## Tarefa 1
Troque "universalização" por "ampliação" e reproduza o trecho da notícia sobre o seminário de acesso universal na UFRJ entre "Seminário do Projeto" e "acesso à universidade.", inclusive.
## Tarefa 2
Dê prosseguimento à notícia sobre o seminário de acesso universal na UFRJ a partir do ponto em que ela termina.

## Texto apresentado
--- --- ---
Categorias
Memória

Acesso universal é pauta de seminário na UFRJ

Seminário do Projeto Conexões de Saberes, organizado pela Pró-reitoria de Extensão (PR-5), traz para a UFRJ a discussão sobre ações afirmativas que permitam a universalização do acesso à universidade.

 Nesse 20 de agosto, a UFRJ debateu “As Ações Afirmativas e o desafio da democratização do acesso e da permanência no Ensino Superior”. O evento foi uma realização da Divisão de Integração Universidade Comunidade – DIUC, vinculada à Pró-Reitoria de Extensão da UFRJ; e do projeto Conexões de Saberes.

A mesa de abertura contou com a presença de Laura Tavares, Pró-reitora de Extensão da UFRJ; Jorge Luiz Barbosa, Coordenador Nacional do Projeto Conexões de Saberes; e João Paulo M. Castro, Coordenador Executivo do Projeto Trilhas de Conhecimentos do Laboratório de Pesquisa da Cultura, Etnicidade e Desenvolvimento – LACED do Museu Nacional da UFRJ.

Segundo Laura Tavares, o seminário pauta um debate central sobre um assunto que é pouco abordado no meio acadêmico: “As ações afirmativas precisam ser mais ampliadas e intensificadas na questão do acesso à universidade, principalmente”, afirmou. A pró-reitora garantiu que a UFRJ possui várias políticas de acesso e permanência, que serão debatidas na última mesa do dia 21 de agosto – último dia do evento – porém crê que há outro ponto mais importante nesse seminário: “É uma oportunidade única de nós da UFRJ ouvirmos e intercambiarmos experiências com nossos colegas de outros estados sobre sistemas mais avançados no ponto de vista do acesso, que já estão sendo implementados pelo país”, observou Laura.
--- --- ---
## Dados fornecidos
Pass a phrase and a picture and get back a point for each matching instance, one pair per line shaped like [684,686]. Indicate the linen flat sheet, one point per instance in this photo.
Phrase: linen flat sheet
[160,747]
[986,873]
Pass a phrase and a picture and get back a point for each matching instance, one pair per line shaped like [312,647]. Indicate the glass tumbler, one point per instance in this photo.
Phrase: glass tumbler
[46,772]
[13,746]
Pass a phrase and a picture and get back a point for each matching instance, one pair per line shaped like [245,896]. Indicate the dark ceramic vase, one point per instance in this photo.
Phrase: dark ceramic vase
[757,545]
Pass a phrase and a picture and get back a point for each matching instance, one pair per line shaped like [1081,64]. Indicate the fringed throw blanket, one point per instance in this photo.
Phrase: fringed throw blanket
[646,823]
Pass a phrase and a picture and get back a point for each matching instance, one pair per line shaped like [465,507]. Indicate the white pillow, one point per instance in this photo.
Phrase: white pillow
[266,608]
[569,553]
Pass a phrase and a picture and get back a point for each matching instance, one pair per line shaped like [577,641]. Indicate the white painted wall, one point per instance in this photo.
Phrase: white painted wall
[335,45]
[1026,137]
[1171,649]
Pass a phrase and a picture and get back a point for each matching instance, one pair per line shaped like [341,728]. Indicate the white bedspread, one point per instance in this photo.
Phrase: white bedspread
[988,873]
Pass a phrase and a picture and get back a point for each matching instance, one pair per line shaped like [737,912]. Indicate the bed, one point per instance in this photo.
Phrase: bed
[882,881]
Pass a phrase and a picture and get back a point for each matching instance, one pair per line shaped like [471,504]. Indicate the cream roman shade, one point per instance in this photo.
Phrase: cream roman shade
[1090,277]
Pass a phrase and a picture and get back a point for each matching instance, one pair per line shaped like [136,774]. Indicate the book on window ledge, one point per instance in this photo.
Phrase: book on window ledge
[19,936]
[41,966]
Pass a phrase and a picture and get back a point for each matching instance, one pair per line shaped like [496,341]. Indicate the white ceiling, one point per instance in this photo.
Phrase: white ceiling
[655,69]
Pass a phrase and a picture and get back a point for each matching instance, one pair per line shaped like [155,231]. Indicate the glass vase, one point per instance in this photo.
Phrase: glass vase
--- --- ---
## Resultado 1
Seminário do Projeto Conexões de Saberes, organizado pela Pró-reitoria de Extensão (PR-5), traz para a UFRJ a discussão sobre ações afirmativas que permitam a ampliação do acesso à universidade.

## Resultado 2
Como representante da reitoria da UFRJ, Laura Tavares desejou Que o debate fosse procedido com autonomia, preservando a especificidade da UFRJ: “Ninguém está aqui para copiar modelos”, completou.

O também professor da UFF, Jorge Luiz Barbosa, contou que o programa Conexões de Saberes reúne atualmente 33 universidades federais e tem como objetivo fundamental criar uma agenda de Ações Afirmativas que efetive a democratização do acesso e a permanência qualificada de jovens de origem popular: pretos e pardos, oriundos de escolas públicas e residentes em favelas e comunidades carentes, que por esforço individual conseguiram completar o ensino médio ou alcançar a faculdade: “No entanto, falta uma política pública que garanta o ingresso desses jovens na universidade e os constitua cidadãos profissionais, que sejam capazes de formular, acompanhar e avaliar políticas sociais pensadas para reduzir as desigualdades sociais”, lamentou Jorge.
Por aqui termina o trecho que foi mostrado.